The task:
From the entries below, extract every line that includes the word "berry".

Supplied entries Block Start

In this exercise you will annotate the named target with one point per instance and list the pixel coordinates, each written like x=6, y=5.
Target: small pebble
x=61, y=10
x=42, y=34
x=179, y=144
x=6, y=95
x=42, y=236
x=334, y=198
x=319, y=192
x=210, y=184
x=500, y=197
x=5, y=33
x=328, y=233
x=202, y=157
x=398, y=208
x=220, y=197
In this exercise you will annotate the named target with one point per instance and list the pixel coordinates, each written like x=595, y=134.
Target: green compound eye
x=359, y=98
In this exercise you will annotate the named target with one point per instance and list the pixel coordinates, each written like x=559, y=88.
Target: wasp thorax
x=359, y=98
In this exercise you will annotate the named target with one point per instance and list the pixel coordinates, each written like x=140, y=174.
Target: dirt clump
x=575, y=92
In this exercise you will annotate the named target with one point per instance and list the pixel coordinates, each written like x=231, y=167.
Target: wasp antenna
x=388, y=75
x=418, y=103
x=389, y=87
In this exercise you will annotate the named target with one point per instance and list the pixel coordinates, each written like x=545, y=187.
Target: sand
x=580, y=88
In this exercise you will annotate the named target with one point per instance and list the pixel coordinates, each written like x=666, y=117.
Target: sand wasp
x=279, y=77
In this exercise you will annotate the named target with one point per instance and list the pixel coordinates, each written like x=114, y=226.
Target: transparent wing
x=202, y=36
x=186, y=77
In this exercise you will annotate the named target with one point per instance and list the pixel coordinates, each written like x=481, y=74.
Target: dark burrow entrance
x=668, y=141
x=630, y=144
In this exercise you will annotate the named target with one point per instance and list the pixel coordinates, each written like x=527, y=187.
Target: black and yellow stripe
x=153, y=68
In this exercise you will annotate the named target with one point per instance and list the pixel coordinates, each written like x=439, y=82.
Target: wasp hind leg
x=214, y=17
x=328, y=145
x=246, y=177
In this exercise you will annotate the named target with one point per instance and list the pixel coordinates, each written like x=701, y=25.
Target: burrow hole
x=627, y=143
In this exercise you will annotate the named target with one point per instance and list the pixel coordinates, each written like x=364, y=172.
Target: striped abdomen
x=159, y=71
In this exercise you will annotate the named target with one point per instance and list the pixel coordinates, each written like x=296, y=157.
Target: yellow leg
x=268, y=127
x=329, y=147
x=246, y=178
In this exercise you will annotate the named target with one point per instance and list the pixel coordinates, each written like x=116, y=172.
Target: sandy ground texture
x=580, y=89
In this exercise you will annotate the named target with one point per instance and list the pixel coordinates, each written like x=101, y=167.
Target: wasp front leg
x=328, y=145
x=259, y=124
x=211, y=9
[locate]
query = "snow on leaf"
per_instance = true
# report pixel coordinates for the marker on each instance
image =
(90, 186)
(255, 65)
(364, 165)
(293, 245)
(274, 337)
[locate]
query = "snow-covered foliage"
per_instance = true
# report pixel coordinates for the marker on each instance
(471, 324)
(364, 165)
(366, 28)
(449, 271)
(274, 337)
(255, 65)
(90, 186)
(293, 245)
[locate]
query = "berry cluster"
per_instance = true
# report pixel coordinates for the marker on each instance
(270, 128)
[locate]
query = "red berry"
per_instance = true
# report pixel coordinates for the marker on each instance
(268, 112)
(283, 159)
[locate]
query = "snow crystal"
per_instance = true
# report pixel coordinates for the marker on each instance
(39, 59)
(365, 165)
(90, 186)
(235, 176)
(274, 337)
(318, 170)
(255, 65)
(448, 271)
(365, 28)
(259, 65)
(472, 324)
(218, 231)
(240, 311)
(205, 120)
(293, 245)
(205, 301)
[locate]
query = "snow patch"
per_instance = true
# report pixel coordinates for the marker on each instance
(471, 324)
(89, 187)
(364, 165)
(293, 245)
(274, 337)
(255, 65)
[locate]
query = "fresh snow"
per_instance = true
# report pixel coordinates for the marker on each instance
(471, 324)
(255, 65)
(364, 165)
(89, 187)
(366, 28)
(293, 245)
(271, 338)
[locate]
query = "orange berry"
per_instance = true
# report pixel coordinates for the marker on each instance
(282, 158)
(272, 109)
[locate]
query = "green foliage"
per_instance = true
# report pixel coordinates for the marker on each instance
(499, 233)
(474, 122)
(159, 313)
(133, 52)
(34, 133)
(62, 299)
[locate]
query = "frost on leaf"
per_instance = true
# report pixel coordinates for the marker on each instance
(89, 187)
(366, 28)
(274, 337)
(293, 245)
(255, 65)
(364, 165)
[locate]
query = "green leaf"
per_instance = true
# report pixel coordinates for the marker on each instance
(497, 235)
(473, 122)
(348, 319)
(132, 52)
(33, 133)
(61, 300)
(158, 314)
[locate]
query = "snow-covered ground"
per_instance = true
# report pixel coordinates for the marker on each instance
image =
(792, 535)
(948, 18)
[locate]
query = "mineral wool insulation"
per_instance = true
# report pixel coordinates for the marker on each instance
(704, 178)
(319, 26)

Supplied entries Block End

Your response:
query = "berry cluster"
query = "red berry"
query = "orange berry"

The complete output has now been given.